RECORDS »
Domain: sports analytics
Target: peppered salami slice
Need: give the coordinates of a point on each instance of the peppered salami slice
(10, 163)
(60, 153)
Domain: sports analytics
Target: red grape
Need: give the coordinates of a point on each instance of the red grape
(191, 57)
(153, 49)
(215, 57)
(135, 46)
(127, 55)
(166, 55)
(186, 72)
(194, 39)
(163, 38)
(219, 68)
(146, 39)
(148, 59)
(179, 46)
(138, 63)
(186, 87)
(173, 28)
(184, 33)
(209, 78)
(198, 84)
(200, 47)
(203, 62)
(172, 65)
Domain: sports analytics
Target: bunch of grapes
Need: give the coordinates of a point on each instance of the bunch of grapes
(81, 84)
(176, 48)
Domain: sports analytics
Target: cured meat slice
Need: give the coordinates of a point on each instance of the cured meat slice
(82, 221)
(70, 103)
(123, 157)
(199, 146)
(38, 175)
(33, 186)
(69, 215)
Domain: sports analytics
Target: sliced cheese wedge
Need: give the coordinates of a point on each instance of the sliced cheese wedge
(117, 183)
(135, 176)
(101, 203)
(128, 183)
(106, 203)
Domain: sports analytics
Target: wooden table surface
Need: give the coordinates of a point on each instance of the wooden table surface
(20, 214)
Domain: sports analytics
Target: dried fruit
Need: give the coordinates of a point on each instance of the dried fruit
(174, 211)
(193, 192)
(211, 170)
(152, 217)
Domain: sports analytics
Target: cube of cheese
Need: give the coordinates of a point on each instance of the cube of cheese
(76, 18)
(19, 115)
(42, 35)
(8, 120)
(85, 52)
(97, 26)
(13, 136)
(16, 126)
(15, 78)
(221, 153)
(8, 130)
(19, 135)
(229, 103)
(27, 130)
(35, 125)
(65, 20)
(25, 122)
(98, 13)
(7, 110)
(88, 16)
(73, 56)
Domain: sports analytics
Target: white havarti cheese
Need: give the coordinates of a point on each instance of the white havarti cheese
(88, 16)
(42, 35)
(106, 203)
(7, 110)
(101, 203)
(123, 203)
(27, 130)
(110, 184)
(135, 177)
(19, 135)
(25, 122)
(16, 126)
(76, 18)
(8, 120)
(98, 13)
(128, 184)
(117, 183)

WORK ORDER » Produce the material above again, word for word.

ANSWER BOX »
Domain: sports analytics
Target: peppered salami slice
Need: give the coordinates of a point on each instance of the peppered salami slice
(10, 163)
(60, 153)
Domain: sports analytics
Target: red grape
Need: give the coordinates of a point on each instance of the red grape
(191, 57)
(153, 49)
(215, 57)
(135, 46)
(127, 55)
(166, 55)
(186, 72)
(194, 39)
(163, 38)
(219, 68)
(146, 39)
(148, 59)
(179, 46)
(138, 63)
(186, 87)
(173, 28)
(184, 33)
(209, 78)
(198, 84)
(200, 47)
(203, 62)
(172, 65)
Domain: sports analytics
Target: bunch of grapes
Need: give the coordinates of a point on each instance of the bunch of grapes
(81, 84)
(176, 48)
Domain: sports analytics
Target: cured meat slice
Need: give the coordinates of a point on each instance of the cured meat slice
(82, 221)
(70, 103)
(123, 157)
(199, 146)
(38, 175)
(33, 186)
(69, 215)
Domain: sports analytics
Target: sliced cheese wedge
Need: give the coordinates of a point on each instance of the sliced cheese wedge
(117, 183)
(135, 176)
(101, 203)
(128, 183)
(106, 203)
Domain: sports analytics
Target: wooden table surface
Need: give the coordinates of a point on each instance of the wooden table surface
(20, 214)
Domain: sports analytics
Target: dried fruit
Need: give the coordinates of a point on each instance of the dried fruit
(174, 211)
(193, 192)
(211, 170)
(152, 217)
Domain: sports analytics
Target: cube of cheese
Need: give the coordinates of a point on each instance of the cube of cheese
(76, 18)
(19, 115)
(42, 35)
(8, 120)
(85, 52)
(97, 26)
(13, 136)
(16, 126)
(15, 78)
(221, 153)
(8, 130)
(19, 135)
(229, 103)
(27, 130)
(35, 125)
(65, 20)
(25, 122)
(98, 13)
(7, 110)
(88, 16)
(73, 56)
Domain: sports analytics
Target: white havarti cheese
Need: give the coordinates of a point on each instance of the white havarti cheese
(88, 16)
(42, 35)
(106, 203)
(7, 110)
(101, 203)
(123, 203)
(27, 130)
(110, 184)
(135, 177)
(19, 135)
(25, 122)
(16, 126)
(76, 18)
(8, 120)
(98, 13)
(128, 184)
(117, 183)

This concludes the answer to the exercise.